## TEXTO SELECIONADO
+++++
Parte do trabalho da psicologia consistiu em analisar os objetivos do projeto em pauta e como eles poderiam ser ou estariam sendo alcançados por meio das atividades propostas. O objetivo geral do projeto "Se todos campearem..." era: sensibilizar o maior número de pessoas sobre a conservação dos riachos e o problema do lixo nas cidades. "Sensibilizar" é o principal verbo que descreve o objetivo desse projeto. O que seria sensibilizar em termos psicológicos? Como "sensibilizar" poderia ser entendido em termos de comportamento? Do ponto de vista psicológico (i.e. comportamental), existem duas diferentes dimensões do comportamento, comumente denominadas "dizer" e "fazer". Nem sempre o relato verbal ("dizer") de uma pessoa tem correspondência com os comportamentos que efetivamente ocorrem na situação descrita pelo relato ("fazer") (Ricci & Pereira, 2006). Nesse sentido, "sensibilizar" parece ter relação com essas duas dimensões do comportamento. Na dimensão do "dizer", os indivíduos estariam sensibilizados sobre a conservação dos riachos e o problema do lixo nas cidades, se, em situações com presença de lixo, houvesse a ocorrência do comportamento de falar sobre as formas corretas de descarte, e sobre as consequências para o meio ambiente e para a sociedade do descarte (in)adequado de lixo. Considerando a dimensão do "fazer", as pessoas estariam sensibilizadas para a questão ambiental se, em situações com presença de lixo, houvesse a ocorrência dos comportamentos de coletar o lixo e de levá-lo ao local de descarte adequado, produzindo as consequências benéficas para o meio ambiente e a sociedade. Estudos da área sobre a correspondência entre falar e fazer, e fazer e falar indicam que essa relação não é obrigatória. Isso significa que os indivíduos não necessariamente fazem algo por terem falado que fariam, e nem relatam com precisão aquilo que fizeram (Brino & De Rose, 2005). Logo, ensinar uma pessoa a falar sobre a conservação do meio ambiente não significa que ela, de fato, emitirá comportamentos tidos como pró-ambientais.
AS ATIVIDADES DO PROJETO
Uma parte da mostra observada na escola foi realizada em uma sala de multiuso e outra parte no pátio. A turma atendida era formada por cerca de 30 alunos, e foi subdividida em dois grupos de 15 crianças cada para a participação nas atividades da mostra, cuja descrição consta na Figura 1.
Examinando o principal objetivo do projeto (sensibilizar os indivíduos quanto às consequências do descarte inadequado de lixo), à luz da discussão apresentada a respeito das dimensões da sensibilização, surge, então, a pergunta: quais dimensões dessa sensibilização (dizer/fazer) as atividades planejadas no projeto presumivelmente atingem? Se há a pretensão de uma correspondência entre o dizer e o fazer no tocante aos comportamentos pró-ambientais, estariam as atividades planejadas contemplando essas dimensões envolvidas no sensibilizar?
A Tabela 1 reúne as atividades observadas na exposição da mostra, conforme a perspectiva psicológica analítico-comportamental. De acordo com essa teoria, a análise contextual de um comportamento precisa considerar a inter-relação entre a ação, o contexto antecedente no qual ela ocorre e as consequências produzidas. Além disso, a Tabela 1 também destaca a dimensão comportamental (dizer ou fazer) que foi privilegiada em cada atividade.
+++++
## MATERIAL FORNECIDO

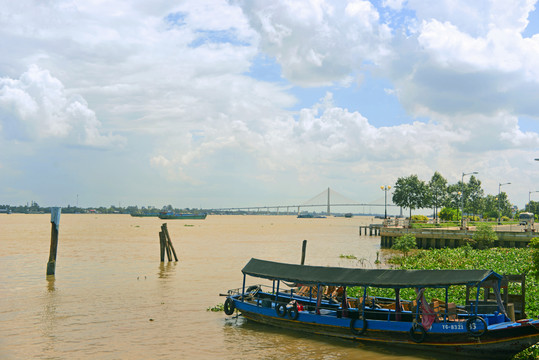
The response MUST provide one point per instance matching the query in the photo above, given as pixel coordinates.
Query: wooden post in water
(168, 243)
(162, 243)
(303, 249)
(55, 226)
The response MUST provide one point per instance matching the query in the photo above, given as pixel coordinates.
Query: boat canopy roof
(308, 275)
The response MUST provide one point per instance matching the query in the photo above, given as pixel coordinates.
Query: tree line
(449, 200)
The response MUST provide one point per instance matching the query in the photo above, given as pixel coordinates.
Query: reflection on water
(112, 298)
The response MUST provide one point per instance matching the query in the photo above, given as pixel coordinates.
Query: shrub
(484, 236)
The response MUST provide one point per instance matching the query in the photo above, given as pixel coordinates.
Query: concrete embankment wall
(437, 239)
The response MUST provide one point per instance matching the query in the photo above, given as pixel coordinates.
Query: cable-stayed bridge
(327, 201)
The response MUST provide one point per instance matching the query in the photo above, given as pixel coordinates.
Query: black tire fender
(355, 331)
(470, 326)
(229, 306)
(417, 336)
(280, 309)
(293, 312)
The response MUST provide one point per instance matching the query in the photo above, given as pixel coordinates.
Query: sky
(211, 104)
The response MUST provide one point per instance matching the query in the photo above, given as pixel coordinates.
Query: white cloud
(170, 83)
(318, 42)
(36, 107)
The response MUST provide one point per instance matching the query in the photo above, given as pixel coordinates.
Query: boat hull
(182, 216)
(500, 343)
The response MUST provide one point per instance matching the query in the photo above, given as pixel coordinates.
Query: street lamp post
(530, 199)
(385, 189)
(499, 200)
(462, 197)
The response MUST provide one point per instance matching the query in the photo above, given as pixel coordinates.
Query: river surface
(112, 298)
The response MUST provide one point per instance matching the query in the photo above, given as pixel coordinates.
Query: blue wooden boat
(182, 216)
(295, 300)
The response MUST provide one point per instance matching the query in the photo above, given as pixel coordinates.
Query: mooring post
(168, 241)
(303, 249)
(55, 225)
(162, 243)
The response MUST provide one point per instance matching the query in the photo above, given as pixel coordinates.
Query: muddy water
(111, 297)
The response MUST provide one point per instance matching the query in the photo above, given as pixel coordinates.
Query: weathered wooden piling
(55, 227)
(162, 243)
(303, 249)
(166, 243)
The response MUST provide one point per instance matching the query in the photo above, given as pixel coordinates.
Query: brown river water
(112, 298)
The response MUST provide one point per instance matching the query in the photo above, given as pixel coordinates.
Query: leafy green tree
(411, 193)
(449, 214)
(533, 207)
(452, 199)
(437, 191)
(504, 206)
(473, 196)
(534, 244)
(490, 206)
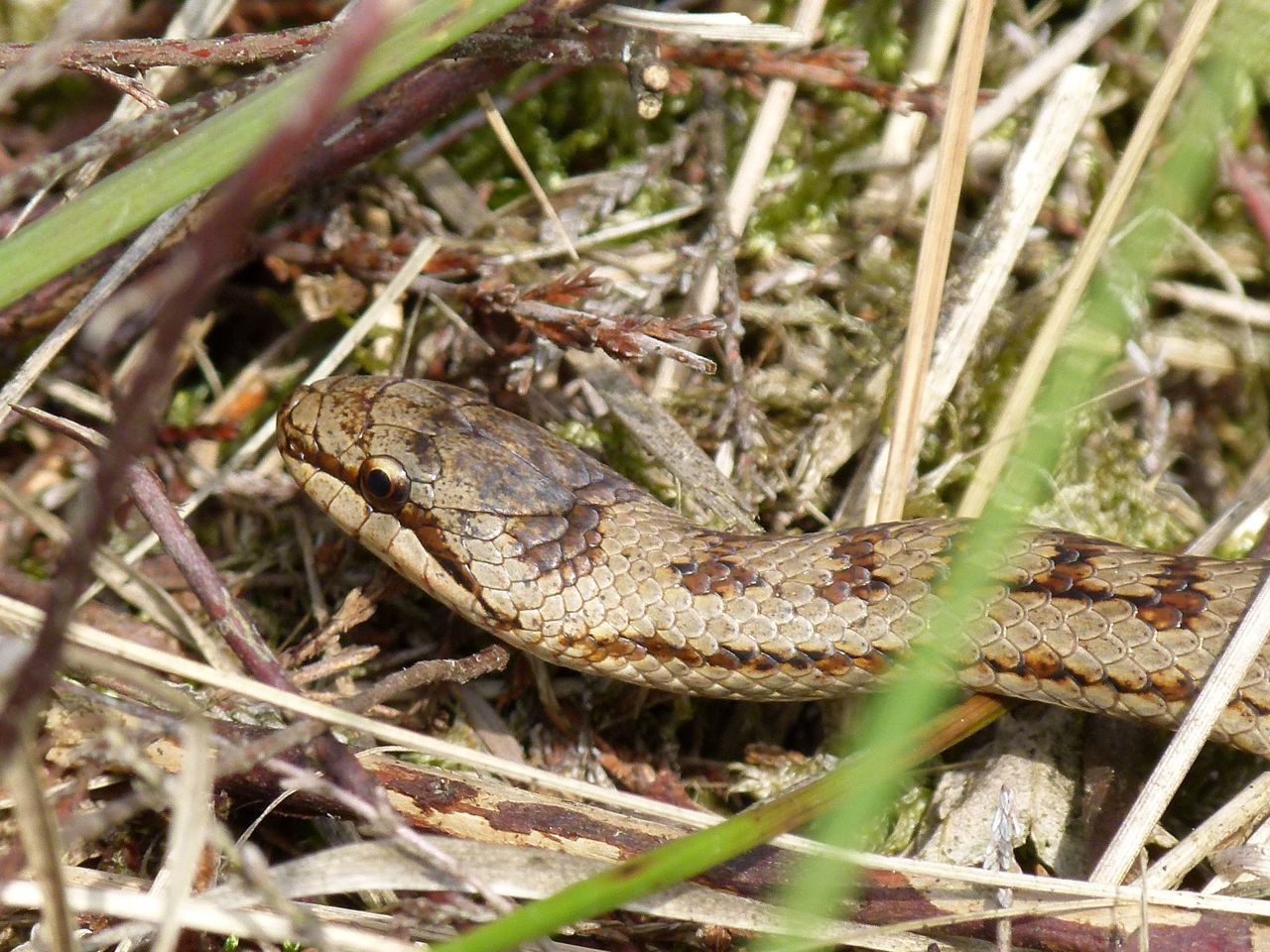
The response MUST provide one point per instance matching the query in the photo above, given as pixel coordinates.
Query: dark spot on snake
(1042, 661)
(871, 592)
(1160, 617)
(1259, 707)
(834, 593)
(724, 658)
(1173, 684)
(833, 665)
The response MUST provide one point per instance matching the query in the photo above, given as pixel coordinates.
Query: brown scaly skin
(554, 552)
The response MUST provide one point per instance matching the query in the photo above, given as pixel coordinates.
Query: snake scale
(531, 538)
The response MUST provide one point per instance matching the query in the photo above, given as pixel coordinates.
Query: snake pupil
(384, 484)
(379, 484)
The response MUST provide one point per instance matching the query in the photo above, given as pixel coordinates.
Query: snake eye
(384, 483)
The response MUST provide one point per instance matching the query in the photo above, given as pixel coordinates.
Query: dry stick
(40, 838)
(194, 18)
(903, 131)
(409, 271)
(513, 151)
(145, 53)
(933, 258)
(1184, 747)
(1159, 789)
(182, 285)
(44, 172)
(26, 616)
(748, 178)
(993, 250)
(1247, 806)
(1038, 73)
(154, 235)
(1024, 391)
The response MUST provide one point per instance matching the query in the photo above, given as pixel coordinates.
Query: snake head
(448, 490)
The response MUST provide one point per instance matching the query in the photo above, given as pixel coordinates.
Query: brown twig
(178, 290)
(549, 309)
(598, 45)
(48, 169)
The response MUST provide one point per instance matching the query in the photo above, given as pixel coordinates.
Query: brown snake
(554, 552)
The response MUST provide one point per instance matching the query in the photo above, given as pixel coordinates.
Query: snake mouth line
(579, 566)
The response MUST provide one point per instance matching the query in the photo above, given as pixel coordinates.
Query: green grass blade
(140, 191)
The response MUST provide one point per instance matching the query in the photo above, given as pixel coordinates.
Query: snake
(538, 542)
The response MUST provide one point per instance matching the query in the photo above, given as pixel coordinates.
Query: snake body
(554, 552)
+++++
## TAREFAS PROPOSTAS
- a) Responda, com base no texto selecionado, às perguntas abaixo:
(i) Qual era o objetivo geral do projeto "Se todos campearem..."?
(ii) Quantos alunos formavam, aproximadamente, a turma atendida, e como ela foi dividida para as atividades da mostra?
(iii) Segundo a perspectiva analítico-comportamental, quais elementos a análise contextual de um comportamento precisa inter-relacionar?
- b) Dê prosseguimento ao texto selecionado, iniciando logo após a sua última frase.

## RESPOSTAS REDIGIDAS
- a)
(i) Sensibilizar o maior número de pessoas sobre a conservação dos riachos e o problema do lixo nas cidades.
(ii) A turma tinha cerca de 30 alunos e foi subdividida em dois grupos de 15 crianças cada.
(iii) A ação, o contexto antecedente no qual ela ocorre e as consequências produzidas.

- b)
No tocante à (1) apresentação, os antecedentes são os questionamentos feitos pela equipe às crianças sobre o conhecimento prévio a respeito do lixo e dos rios. Esse antecedente cria condições para ações de responder às perguntas e fazer comentários. Com isso, a ação das crianças de falar sobre o lixo e sobre o rio produziu algumas consequências, como elogios, por parte da equipe do projeto, às respostas corretas e explicações sobre o efeito causado na natureza quando o lixo é descartado de forma inadequada. Se uma criança verbalizasse algo como "não pode jogar lixo no rio porque isso torna suja a água que a gente bebe", os coordenadores respondiam: "Isso mesmo! Então como a colega de vocês disse, não podemos jogar lixo no rio, pois a água fica poluída e faz mal para nós, e também para os animais". De acordo com a análise realizada, a ação de falar sobre o que se sabe sobre os rios é seguida por consequências sociais (aprovação verbal, elogios), tendo como foco a dimensão do comportamento.
Sobre a atividade de (2) observação no microscópio, foi possível identificar a situação antecedente pela apresentação dos microscópios, explicações sobre o seu funcionamento, permissão para sua utilização e liberdade para questionamentos e comentários sobre descarte de lixo. Frente a isso, as crianças emitiram ações como: olhar no microscópio, ouvir a explicação, falar sobre o descarte (in)adequado de lixo e seus impactos para o meio ambiente. Como consequência a essas ações, as crianças produziram atenção por parte dos integrantes do projeto, respostas para as suas perguntas, elogios e validação de seus comentários. Se as consequências foram produzidas pelo falar sobre algo, então, a ênfase está na dimensão verbal (dizer) do comportamento.
As atividades de (3) observação de ambiente poluído versus ambiente limpo, (4) observação dos animais do rio e (5) exposição de maquetes e painéis seguiram o mesmo padrão. As situações antecedentes de cada atividade podem ser verificadas pela apresentação de uma nova situação, com objetos, animais, realização de perguntas e explicações. Tudo isso está inter-relacionado com as ações das crianças de falar sobre o manuseio do lixo e suas consequências para a conservação de rios e riachos. Com isso, aquelas ações produziam como consequência atenção social, explicações, elogios etc., cuja ênfase também se encontra no falar e não necessariamente no fazer.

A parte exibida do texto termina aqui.